## START RAW RECORDS
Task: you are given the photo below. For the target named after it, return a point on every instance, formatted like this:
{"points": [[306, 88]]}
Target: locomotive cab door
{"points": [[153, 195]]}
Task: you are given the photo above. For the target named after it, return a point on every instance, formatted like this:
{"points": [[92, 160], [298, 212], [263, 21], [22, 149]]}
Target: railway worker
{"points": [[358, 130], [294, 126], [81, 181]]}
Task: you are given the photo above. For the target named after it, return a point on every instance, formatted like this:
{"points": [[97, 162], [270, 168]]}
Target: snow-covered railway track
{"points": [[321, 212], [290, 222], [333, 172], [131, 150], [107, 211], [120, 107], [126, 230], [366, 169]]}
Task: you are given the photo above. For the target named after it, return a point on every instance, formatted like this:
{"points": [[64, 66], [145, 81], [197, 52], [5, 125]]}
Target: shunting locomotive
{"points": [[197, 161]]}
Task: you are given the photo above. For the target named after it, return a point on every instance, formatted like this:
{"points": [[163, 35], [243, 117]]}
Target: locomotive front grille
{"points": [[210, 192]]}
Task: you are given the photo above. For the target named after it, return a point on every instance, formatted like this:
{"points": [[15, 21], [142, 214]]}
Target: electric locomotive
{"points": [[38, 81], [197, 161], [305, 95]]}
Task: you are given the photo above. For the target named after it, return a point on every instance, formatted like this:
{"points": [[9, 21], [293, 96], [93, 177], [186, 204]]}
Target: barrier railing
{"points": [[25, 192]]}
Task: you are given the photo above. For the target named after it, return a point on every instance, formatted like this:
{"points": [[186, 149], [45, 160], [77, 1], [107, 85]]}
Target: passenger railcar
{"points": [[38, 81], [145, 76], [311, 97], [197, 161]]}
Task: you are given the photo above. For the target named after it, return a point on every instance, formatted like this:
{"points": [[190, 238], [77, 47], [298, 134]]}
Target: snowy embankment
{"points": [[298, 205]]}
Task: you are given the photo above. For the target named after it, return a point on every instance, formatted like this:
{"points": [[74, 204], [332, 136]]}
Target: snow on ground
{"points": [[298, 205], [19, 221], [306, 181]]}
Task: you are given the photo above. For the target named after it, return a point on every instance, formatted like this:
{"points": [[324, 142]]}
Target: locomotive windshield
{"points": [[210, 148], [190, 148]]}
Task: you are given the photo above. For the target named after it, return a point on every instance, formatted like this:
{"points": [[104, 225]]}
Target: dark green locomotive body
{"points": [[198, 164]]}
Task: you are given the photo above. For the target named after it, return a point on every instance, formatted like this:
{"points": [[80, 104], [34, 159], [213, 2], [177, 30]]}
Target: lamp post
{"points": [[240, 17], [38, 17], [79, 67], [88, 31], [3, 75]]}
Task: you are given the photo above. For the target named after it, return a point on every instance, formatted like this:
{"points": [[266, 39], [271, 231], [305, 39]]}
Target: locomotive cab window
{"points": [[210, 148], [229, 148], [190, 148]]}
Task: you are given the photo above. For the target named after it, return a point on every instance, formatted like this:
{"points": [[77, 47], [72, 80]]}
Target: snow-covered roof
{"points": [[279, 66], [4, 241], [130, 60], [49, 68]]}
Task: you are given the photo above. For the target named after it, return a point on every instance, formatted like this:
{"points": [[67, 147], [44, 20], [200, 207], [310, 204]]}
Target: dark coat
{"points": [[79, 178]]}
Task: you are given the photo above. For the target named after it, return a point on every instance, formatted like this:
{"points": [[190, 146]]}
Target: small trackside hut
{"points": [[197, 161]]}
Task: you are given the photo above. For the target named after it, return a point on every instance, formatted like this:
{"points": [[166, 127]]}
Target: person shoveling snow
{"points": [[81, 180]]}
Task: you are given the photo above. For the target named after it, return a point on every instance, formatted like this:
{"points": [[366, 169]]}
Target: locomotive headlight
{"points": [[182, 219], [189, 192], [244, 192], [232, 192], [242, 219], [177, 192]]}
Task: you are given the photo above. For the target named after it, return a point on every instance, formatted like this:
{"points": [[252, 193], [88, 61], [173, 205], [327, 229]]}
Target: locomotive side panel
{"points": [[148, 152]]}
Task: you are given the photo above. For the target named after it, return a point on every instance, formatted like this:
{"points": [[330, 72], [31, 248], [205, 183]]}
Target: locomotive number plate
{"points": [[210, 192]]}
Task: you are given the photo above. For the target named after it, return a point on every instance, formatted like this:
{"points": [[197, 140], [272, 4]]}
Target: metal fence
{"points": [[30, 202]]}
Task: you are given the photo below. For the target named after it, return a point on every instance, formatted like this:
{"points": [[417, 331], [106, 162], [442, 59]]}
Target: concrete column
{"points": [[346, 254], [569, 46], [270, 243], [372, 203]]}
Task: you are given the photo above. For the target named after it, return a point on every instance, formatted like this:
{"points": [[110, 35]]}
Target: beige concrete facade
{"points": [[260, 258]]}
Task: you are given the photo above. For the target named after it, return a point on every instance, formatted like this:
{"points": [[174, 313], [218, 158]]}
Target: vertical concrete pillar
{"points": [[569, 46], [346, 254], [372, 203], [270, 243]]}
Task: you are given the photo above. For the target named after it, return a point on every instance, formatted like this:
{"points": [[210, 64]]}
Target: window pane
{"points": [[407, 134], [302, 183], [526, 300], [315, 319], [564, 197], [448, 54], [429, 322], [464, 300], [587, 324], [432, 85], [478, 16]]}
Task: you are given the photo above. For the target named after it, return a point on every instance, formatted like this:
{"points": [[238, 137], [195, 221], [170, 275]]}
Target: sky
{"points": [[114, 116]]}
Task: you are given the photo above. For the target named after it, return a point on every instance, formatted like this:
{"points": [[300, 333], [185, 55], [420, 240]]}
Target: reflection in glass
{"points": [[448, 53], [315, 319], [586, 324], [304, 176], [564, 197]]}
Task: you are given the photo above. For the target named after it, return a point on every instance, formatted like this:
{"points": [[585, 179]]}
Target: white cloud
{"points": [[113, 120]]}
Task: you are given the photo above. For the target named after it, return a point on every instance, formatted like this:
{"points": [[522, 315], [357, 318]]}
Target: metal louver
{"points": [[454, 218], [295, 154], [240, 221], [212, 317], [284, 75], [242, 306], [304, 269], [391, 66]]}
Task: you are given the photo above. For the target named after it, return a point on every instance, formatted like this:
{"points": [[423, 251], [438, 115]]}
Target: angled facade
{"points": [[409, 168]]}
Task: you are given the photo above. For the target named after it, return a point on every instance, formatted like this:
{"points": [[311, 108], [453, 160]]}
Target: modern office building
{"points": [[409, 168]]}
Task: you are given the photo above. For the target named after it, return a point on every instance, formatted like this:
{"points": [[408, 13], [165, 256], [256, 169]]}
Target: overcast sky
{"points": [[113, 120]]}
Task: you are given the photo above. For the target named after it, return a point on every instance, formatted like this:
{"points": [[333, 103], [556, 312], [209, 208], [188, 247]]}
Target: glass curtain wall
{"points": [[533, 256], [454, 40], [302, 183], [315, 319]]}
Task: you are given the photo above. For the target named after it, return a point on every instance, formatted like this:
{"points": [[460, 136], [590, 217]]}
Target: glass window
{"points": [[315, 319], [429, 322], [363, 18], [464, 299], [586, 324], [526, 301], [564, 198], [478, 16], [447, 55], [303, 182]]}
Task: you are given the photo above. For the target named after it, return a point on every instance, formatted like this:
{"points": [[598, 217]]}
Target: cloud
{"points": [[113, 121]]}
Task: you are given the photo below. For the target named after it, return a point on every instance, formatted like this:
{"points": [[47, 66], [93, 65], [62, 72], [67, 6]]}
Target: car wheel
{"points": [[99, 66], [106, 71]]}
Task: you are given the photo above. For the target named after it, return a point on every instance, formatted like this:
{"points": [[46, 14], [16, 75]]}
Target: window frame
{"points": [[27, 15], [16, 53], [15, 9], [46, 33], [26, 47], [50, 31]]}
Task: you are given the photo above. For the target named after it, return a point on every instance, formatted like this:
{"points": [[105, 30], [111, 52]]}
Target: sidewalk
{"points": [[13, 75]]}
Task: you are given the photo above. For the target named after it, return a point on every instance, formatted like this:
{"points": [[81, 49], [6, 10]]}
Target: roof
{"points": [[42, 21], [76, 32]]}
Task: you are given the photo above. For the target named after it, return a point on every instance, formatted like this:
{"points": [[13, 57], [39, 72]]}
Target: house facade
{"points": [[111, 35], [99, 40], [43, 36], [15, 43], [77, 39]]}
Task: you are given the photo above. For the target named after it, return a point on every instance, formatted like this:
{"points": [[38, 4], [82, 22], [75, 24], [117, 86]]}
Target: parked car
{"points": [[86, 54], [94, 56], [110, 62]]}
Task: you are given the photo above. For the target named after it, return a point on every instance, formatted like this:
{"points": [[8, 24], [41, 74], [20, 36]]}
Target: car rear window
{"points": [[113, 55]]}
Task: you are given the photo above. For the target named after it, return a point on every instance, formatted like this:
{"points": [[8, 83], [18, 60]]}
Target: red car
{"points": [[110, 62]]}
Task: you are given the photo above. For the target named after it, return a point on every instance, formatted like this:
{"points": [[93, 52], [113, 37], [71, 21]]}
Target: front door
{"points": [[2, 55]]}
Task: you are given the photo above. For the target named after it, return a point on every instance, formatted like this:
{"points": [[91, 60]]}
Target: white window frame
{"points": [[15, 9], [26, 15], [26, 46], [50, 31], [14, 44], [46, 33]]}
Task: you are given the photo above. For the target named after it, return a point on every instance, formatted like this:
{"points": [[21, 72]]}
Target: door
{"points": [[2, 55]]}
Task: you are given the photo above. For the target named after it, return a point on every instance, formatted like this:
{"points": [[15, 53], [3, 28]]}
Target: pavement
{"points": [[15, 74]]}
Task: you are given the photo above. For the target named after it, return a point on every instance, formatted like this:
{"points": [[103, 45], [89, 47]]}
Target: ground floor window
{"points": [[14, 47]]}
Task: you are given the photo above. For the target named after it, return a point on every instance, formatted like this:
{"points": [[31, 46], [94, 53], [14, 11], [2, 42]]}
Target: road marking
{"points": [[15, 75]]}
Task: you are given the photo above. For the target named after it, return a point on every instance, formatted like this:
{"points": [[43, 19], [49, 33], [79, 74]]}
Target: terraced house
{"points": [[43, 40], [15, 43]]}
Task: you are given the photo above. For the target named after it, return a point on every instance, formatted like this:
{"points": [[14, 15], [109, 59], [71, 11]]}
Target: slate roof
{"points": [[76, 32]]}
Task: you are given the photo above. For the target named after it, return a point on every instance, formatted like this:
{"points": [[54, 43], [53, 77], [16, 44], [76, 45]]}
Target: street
## END RAW RECORDS
**STATED TASK:** Please find every line in the items above that contains the word "concrete" and copy each one out. Case counts.

**FINAL RESULT:**
Target: concrete column
Target: beige concrete facade
Target: vertical concrete pillar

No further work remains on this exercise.